Sin duda. Aunque a lo largo de todo el siglo 21 el narco nos ha regalado las más perturbadoras y sangrientas instantáneas, en las que hemos podido apreciar efectivamente su evolución de bandas criminales a verdaderos emisarios del terror, el hecho de que se trate de un funcionario electo de cierta relevancia resulta especialmente revelador, preocupante, desmoralizador, sintomático.

La ejecución y oprobiosa exhibición del cuerpo de Arcos Catalán tiene por desgracia una lectura que ningún Gobierno de ningún orden se atreverá siquiera a murmurar.

Es el crimen organizado gritándonos cómo se encuentra muy, pero muy, muy encima del Estado Mexicano, arriba del Estado de Derecho; totalmente fuera de la órbita de la Justicia; por completo ajenos a la Ley de los hombres y del pacto social que es lo que nos hace seres civilizados.

Es el C.O. cagándose en México, en sus instituciones, en sus Leyes, en sus Gobiernos y sus Gobernantes (sí, incluida la doctora) y en cualquier sentido de humanidad y decencia de los ciudadanos.

Es un mensaje para sembrar el temor en el corazón de todos los que por desgracia o por fortuna nacimos mexicanos: “Si eso le pasa a un representante del gobierno, de la ley, de la autoridad… ¿A merced de qué voluntad me encuentro yo y todos los demás? ¿Mi familia, mis amigos y toda la gente buena y decente que conozco?”.

Se podrá seguir debatiendo durante mucho tiempo… Y seguirán haciéndose los estúpidos durante décadas antes de admitir el nivel de descomposición que, con su ayuda y omisión, ha alcanzado la situación.

¡Síganlo discutiendo! Para mí esto es terrorismo sin más.

[Entradas proporcionadas]
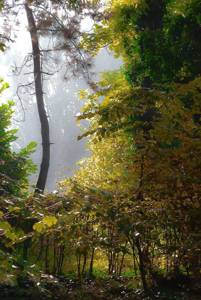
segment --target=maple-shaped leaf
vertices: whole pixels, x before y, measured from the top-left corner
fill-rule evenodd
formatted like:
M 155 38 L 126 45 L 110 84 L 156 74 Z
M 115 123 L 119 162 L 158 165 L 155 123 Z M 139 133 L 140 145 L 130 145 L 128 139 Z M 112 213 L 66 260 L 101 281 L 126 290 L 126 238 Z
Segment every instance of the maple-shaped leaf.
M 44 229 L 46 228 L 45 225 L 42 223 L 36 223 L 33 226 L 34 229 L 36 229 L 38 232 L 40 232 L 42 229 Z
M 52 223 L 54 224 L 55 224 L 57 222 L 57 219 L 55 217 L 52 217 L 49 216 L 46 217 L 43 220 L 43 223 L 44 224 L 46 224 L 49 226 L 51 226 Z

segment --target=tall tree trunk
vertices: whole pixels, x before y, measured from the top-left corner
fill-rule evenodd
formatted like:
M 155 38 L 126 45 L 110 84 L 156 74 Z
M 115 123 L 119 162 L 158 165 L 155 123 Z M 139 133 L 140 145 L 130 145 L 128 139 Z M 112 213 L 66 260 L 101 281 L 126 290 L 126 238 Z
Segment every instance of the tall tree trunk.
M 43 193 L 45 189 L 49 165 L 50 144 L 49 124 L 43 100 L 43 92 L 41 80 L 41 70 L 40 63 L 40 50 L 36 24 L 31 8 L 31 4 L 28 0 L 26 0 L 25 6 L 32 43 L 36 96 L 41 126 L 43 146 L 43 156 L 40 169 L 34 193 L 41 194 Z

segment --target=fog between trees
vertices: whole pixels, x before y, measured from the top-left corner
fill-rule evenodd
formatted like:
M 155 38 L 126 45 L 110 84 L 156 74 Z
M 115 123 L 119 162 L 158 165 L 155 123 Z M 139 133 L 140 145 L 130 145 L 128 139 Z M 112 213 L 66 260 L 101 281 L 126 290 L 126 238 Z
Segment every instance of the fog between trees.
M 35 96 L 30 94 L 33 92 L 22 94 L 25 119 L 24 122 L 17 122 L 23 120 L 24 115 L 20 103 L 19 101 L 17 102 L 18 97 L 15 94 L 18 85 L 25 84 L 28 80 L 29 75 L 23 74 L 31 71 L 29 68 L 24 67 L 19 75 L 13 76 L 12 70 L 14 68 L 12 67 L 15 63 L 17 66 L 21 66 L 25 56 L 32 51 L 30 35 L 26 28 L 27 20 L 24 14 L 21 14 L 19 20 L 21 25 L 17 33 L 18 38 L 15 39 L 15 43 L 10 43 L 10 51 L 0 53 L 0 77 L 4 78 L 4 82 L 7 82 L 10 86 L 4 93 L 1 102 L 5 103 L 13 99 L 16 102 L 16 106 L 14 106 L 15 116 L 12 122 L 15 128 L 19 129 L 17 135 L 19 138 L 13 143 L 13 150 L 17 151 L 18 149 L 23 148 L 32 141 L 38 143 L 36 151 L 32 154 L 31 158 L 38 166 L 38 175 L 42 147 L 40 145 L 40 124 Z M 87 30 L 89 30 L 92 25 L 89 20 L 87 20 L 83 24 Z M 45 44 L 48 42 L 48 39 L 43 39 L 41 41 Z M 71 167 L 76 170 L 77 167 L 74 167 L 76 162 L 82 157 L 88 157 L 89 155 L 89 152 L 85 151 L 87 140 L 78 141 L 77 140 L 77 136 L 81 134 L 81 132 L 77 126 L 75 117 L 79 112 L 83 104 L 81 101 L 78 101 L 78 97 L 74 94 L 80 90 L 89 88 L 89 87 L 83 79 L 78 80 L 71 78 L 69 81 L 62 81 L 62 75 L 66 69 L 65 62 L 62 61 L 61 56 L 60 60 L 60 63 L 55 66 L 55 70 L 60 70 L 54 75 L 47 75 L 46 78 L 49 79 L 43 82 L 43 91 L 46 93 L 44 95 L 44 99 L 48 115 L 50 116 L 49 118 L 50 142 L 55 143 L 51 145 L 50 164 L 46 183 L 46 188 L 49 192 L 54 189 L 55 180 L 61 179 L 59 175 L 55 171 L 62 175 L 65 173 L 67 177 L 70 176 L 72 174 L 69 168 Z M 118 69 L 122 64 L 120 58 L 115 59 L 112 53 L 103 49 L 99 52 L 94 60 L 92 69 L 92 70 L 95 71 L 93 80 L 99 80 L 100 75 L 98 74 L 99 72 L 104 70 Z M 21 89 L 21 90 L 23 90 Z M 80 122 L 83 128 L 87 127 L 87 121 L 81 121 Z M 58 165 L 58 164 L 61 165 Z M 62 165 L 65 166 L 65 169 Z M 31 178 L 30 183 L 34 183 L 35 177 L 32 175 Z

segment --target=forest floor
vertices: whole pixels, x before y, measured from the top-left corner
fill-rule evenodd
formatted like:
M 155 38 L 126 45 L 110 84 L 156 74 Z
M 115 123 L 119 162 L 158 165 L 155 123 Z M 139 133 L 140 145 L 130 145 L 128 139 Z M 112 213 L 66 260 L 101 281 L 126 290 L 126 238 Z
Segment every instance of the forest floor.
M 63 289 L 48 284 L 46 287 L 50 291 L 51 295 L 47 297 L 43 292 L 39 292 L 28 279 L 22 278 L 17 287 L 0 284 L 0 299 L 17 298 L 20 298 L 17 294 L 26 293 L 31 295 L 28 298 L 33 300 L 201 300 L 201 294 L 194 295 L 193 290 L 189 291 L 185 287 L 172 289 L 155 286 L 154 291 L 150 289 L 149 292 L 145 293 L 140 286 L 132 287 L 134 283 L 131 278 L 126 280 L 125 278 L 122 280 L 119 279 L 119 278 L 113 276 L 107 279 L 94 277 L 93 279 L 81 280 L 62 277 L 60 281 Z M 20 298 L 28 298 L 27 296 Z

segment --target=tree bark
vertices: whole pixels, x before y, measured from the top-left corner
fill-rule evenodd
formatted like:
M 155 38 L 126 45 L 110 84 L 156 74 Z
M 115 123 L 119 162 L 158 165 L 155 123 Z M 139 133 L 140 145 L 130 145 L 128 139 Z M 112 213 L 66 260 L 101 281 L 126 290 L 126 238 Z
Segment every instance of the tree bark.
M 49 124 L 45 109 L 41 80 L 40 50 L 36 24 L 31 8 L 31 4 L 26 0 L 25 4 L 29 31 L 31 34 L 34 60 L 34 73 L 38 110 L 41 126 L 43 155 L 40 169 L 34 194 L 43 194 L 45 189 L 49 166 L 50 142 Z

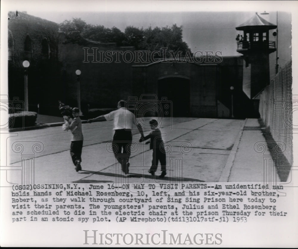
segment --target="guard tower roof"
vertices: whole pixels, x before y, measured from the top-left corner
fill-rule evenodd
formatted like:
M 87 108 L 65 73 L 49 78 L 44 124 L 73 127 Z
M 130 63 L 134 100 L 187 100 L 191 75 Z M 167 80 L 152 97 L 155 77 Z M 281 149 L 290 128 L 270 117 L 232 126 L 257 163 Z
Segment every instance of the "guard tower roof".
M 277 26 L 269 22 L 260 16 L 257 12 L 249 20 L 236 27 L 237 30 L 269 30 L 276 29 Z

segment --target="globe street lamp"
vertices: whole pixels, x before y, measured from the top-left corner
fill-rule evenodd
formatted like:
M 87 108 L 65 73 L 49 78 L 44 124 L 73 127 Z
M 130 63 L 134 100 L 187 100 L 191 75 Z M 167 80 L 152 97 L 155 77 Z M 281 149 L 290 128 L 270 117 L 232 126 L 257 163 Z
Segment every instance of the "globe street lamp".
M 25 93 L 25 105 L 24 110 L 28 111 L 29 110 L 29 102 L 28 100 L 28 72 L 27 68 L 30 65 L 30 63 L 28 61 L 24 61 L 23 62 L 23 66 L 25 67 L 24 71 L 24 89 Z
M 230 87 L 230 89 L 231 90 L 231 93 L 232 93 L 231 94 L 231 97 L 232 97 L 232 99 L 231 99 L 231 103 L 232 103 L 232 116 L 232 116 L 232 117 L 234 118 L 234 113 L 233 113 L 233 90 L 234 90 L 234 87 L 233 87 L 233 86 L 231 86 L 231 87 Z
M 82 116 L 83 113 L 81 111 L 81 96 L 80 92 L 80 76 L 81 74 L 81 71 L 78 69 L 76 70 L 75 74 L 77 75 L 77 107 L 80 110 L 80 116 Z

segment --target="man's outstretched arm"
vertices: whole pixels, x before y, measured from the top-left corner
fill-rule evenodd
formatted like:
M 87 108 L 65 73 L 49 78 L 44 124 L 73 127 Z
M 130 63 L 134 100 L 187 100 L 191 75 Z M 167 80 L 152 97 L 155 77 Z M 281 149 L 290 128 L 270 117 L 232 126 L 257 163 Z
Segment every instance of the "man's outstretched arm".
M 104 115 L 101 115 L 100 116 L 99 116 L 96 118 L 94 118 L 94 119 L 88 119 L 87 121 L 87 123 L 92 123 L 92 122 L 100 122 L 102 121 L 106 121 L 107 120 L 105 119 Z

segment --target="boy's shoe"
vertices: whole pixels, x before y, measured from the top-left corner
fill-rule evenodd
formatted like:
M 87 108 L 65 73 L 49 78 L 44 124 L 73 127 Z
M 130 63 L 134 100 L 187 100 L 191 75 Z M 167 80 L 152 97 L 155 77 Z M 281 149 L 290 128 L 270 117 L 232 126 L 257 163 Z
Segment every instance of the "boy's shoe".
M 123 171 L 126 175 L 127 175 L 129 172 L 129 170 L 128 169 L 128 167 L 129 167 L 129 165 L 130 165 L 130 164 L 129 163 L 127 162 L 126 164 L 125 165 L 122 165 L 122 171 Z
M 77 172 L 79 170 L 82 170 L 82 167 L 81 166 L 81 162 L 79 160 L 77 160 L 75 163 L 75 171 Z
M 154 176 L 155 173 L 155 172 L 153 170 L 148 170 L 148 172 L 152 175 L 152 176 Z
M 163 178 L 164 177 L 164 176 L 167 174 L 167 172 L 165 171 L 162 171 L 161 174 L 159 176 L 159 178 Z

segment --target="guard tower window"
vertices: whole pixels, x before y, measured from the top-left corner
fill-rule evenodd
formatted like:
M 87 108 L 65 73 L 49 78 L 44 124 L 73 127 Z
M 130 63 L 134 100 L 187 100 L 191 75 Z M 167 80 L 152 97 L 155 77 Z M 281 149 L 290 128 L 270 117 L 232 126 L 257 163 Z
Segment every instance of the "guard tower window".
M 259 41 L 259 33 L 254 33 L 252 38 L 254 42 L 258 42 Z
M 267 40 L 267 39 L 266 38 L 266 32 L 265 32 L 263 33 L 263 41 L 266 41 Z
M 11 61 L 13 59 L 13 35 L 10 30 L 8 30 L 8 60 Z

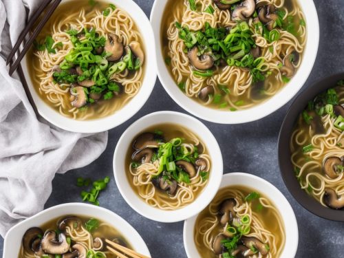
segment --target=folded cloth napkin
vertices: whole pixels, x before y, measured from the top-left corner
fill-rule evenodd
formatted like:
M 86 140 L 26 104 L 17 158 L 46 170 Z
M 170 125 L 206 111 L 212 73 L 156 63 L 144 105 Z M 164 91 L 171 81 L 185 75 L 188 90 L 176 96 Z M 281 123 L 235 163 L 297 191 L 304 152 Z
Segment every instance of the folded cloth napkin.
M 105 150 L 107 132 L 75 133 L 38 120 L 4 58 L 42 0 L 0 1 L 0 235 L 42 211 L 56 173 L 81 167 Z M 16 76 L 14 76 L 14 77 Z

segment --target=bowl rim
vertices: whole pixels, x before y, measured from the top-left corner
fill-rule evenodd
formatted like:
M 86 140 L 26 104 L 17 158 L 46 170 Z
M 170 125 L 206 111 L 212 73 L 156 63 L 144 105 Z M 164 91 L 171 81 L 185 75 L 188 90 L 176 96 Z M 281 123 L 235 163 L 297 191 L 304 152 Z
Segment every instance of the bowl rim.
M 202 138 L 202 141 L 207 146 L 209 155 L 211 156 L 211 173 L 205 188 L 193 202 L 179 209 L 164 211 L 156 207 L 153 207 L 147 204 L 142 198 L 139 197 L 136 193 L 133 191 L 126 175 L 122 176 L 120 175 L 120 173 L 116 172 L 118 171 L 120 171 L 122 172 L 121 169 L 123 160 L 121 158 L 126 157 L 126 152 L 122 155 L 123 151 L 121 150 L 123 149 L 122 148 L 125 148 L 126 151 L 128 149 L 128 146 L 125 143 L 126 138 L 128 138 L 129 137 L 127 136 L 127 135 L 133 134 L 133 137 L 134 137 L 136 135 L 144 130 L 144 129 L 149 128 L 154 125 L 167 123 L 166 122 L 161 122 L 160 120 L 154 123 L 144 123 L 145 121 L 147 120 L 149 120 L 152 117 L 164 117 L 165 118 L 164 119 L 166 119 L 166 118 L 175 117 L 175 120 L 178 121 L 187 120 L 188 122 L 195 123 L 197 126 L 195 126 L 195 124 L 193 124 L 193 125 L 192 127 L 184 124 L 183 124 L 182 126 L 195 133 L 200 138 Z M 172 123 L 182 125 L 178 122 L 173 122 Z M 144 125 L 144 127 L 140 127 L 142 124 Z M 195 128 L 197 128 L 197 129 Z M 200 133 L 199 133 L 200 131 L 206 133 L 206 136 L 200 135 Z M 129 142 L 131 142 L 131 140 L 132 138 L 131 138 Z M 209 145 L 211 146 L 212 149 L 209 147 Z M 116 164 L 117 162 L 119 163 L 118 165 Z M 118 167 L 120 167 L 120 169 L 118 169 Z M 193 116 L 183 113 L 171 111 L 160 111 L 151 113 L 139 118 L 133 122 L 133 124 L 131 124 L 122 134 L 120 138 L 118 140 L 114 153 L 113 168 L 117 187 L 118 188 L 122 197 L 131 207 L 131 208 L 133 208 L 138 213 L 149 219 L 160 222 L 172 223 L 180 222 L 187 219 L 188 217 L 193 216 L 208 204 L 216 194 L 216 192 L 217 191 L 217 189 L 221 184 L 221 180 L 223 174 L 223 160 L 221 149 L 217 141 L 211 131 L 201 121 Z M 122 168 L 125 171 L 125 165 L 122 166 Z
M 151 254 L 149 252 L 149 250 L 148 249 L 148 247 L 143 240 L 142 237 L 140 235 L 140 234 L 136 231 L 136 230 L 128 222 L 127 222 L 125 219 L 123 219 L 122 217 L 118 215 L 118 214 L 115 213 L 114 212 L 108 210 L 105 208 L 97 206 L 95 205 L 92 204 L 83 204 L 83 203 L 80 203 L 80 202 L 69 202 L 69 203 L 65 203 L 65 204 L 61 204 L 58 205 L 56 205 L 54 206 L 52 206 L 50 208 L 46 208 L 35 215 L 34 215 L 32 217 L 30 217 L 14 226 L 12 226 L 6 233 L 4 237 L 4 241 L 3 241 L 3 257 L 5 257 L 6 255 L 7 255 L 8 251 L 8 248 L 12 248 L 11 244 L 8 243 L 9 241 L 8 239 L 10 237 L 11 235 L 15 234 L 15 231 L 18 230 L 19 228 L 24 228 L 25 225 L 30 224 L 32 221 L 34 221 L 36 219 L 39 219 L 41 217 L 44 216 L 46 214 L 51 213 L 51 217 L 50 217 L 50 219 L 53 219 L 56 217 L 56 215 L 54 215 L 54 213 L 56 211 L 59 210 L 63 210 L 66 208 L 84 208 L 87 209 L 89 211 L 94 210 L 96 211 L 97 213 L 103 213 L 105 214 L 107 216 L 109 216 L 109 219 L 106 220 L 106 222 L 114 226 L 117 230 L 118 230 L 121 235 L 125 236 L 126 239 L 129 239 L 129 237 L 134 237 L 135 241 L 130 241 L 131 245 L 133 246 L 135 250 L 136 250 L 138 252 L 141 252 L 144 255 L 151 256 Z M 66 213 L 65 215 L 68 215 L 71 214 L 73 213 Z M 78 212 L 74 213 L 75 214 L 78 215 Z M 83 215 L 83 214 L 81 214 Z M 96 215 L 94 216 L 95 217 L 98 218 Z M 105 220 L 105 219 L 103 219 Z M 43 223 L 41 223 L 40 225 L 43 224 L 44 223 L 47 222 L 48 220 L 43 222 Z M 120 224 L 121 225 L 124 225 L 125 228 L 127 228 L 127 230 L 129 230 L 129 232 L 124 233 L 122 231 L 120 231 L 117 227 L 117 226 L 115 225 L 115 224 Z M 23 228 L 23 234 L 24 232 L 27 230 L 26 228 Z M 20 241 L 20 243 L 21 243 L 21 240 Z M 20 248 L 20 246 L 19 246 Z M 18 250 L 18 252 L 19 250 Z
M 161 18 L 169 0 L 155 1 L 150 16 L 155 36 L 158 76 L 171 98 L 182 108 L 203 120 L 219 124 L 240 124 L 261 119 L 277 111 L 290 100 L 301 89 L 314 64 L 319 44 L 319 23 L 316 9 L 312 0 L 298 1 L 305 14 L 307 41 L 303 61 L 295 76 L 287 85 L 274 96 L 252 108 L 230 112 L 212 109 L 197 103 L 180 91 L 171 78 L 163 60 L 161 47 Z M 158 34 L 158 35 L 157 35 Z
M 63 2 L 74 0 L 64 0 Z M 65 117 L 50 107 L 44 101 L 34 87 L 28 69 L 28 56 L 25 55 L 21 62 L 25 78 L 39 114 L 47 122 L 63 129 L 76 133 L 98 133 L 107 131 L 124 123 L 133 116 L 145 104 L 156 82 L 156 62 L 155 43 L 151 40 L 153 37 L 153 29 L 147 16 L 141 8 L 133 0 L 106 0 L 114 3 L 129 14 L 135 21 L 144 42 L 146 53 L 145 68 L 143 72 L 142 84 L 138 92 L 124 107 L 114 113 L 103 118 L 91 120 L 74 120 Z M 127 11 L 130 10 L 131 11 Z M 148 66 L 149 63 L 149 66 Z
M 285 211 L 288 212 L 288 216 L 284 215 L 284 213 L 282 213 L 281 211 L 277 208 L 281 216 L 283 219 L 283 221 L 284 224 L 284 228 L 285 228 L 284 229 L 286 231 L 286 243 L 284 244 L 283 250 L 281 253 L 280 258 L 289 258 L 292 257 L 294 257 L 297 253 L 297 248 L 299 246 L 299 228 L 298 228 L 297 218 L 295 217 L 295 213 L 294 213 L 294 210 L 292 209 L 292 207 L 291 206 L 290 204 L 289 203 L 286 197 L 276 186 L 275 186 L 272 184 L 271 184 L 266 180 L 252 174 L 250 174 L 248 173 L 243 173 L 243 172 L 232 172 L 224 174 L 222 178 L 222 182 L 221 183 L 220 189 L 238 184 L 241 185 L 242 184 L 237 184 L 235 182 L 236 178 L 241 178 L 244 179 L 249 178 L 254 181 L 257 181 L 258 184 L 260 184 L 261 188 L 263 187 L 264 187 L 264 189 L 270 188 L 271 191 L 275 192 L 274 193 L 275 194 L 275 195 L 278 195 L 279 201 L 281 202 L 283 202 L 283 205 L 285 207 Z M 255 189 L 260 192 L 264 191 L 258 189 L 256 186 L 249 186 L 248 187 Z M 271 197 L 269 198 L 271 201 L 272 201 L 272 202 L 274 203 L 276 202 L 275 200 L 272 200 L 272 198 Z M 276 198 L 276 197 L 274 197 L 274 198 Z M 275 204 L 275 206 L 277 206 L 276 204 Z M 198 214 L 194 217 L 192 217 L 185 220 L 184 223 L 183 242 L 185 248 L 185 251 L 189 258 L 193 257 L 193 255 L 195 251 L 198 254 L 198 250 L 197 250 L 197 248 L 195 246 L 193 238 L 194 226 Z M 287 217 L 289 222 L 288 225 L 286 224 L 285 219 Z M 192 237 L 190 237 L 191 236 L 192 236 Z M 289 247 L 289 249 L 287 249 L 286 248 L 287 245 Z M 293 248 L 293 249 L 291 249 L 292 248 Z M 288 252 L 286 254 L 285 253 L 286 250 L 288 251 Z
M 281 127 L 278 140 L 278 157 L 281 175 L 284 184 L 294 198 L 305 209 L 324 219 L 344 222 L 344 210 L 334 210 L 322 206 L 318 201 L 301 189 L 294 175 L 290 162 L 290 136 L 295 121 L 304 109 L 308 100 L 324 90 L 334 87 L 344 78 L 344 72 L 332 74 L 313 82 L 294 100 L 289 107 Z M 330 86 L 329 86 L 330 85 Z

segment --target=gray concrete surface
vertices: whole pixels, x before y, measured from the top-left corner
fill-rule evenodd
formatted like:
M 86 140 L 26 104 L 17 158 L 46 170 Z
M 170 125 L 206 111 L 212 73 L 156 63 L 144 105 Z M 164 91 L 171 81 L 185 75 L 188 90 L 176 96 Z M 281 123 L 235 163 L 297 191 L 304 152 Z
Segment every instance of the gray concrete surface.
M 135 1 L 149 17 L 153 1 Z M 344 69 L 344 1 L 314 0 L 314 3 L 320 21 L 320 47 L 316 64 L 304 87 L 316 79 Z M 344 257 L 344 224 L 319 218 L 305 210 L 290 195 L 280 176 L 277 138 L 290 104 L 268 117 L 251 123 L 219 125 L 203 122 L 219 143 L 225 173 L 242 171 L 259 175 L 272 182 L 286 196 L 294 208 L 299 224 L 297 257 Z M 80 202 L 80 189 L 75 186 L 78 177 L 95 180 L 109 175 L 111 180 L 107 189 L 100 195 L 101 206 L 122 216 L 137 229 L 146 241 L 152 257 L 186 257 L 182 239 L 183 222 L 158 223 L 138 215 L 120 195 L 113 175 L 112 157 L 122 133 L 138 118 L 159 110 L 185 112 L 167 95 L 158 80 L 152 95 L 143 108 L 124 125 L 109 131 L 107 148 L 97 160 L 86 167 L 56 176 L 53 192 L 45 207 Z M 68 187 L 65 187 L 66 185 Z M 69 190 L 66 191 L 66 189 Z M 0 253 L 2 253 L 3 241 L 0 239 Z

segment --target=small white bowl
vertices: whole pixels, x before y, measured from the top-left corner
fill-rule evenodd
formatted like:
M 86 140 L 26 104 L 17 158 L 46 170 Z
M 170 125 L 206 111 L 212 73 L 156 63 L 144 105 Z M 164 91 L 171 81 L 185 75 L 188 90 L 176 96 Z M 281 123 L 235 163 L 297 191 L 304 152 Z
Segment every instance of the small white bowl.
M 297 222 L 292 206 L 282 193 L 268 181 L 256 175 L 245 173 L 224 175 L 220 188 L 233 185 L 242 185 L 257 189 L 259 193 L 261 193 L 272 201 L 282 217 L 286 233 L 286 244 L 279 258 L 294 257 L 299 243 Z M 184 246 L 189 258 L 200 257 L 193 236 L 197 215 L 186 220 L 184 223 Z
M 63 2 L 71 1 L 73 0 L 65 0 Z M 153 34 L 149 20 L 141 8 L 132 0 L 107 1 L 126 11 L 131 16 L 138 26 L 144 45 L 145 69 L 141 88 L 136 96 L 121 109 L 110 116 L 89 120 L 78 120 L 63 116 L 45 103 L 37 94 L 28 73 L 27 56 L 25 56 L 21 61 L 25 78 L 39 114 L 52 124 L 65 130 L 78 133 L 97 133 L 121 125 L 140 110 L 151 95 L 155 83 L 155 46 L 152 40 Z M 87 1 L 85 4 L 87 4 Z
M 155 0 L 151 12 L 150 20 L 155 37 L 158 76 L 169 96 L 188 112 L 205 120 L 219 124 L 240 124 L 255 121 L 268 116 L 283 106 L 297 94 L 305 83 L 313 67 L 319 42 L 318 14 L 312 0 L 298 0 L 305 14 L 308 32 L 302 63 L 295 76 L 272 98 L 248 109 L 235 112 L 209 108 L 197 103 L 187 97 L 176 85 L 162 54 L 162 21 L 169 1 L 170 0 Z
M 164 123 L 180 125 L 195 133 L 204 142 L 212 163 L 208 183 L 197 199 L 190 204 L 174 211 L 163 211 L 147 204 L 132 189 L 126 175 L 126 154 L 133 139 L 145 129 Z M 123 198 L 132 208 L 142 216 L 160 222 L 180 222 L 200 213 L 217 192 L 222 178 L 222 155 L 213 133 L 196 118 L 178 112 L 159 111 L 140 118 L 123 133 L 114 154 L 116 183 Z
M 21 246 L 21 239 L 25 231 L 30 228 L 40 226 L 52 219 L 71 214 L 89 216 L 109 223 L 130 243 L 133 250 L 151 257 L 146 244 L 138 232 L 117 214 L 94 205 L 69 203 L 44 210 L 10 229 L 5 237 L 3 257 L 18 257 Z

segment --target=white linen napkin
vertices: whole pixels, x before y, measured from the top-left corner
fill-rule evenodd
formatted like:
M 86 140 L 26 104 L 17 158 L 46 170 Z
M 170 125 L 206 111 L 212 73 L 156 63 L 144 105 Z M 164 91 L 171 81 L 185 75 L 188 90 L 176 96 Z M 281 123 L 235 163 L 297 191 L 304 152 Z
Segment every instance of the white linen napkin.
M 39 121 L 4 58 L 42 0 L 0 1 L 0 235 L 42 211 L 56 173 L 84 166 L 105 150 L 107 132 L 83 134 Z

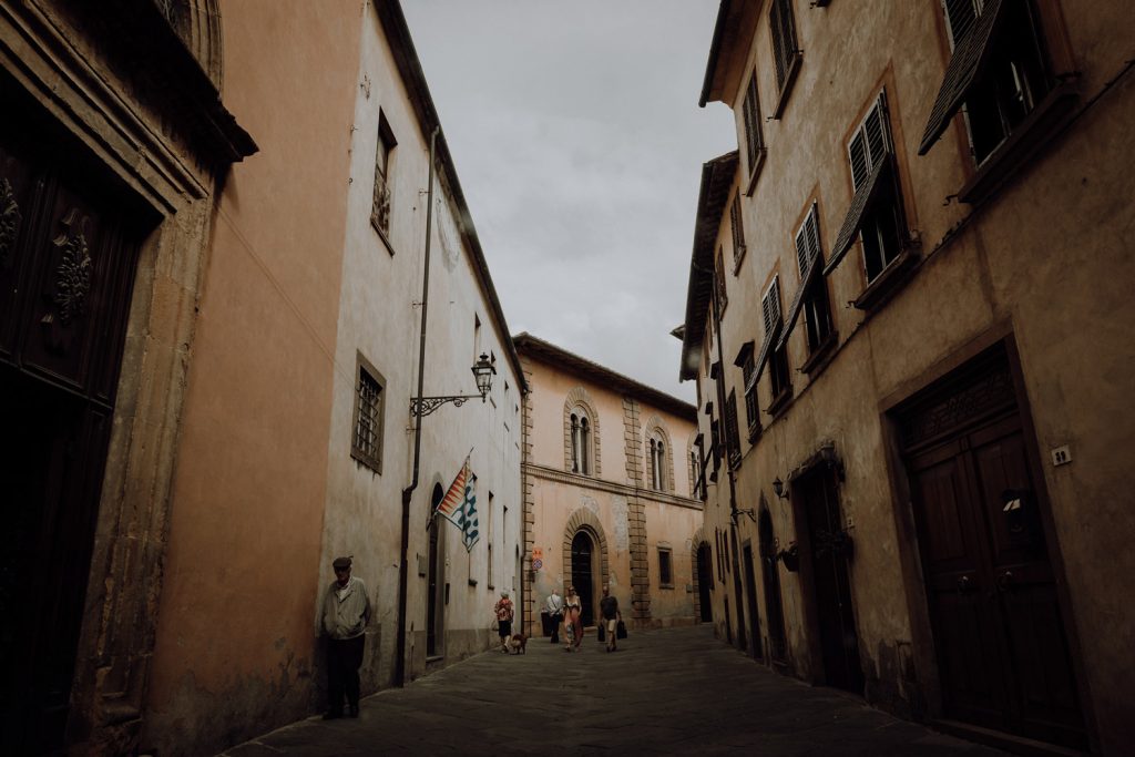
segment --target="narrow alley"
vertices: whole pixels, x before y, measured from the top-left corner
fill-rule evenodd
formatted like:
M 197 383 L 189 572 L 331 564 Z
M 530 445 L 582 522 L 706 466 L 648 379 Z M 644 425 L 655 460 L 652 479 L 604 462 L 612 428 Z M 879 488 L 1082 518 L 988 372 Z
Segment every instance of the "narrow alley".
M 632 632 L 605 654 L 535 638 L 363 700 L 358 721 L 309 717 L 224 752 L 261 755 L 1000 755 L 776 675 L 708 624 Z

[Qué hacer]
[a] Vuelve a escribir, sin cambiar nada, el tramo del texto de origen que va desde "Es un mensaje" hasta "terrorismo sin más.".
[b] Organiza como lista numerada las líneas de las entradas que van desde la que contiene "segment --target=fog between trees" hasta la que contiene "Segment every instance of the fog", ambas incluidas. Deja fuera las líneas en blanco.
Las entradas no tienen ninguna relación con el texto de origen.

[Resultados del ejercicio]
[a]
Es un mensaje para sembrar el temor en el corazón de todos los que por desgracia o por fortuna nacimos mexicanos: “Si eso le pasa a un representante del gobierno, de la ley, de la autoridad… ¿A merced de qué voluntad me encuentro yo y todos los demás? ¿Mi familia, mis amigos y toda la gente buena y decente que conozco?”.

Se podrá seguir debatiendo durante mucho tiempo… Y seguirán haciéndose los estúpidos durante décadas antes de admitir el nivel de descomposición que, con su ayuda y omisión, ha alcanzado la situación.

¡Síganlo discutiendo! Para mí esto es terrorismo sin más.

[b]
1. segment --target=fog between trees
2. vertices: whole pixels, x before y, measured from the top-left corner
3. fill-rule evenodd
4. formatted like:
5. M 155 38 L 126 45 L 110 84 L 156 74 Z
6. M 115 123 L 119 162 L 158 165 L 155 123 Z M 139 133 L 140 145 L 130 145 L 128 139 Z M 112 213 L 66 260 L 101 281 L 126 290 L 126 238 Z
7. Segment every instance of the fog between trees.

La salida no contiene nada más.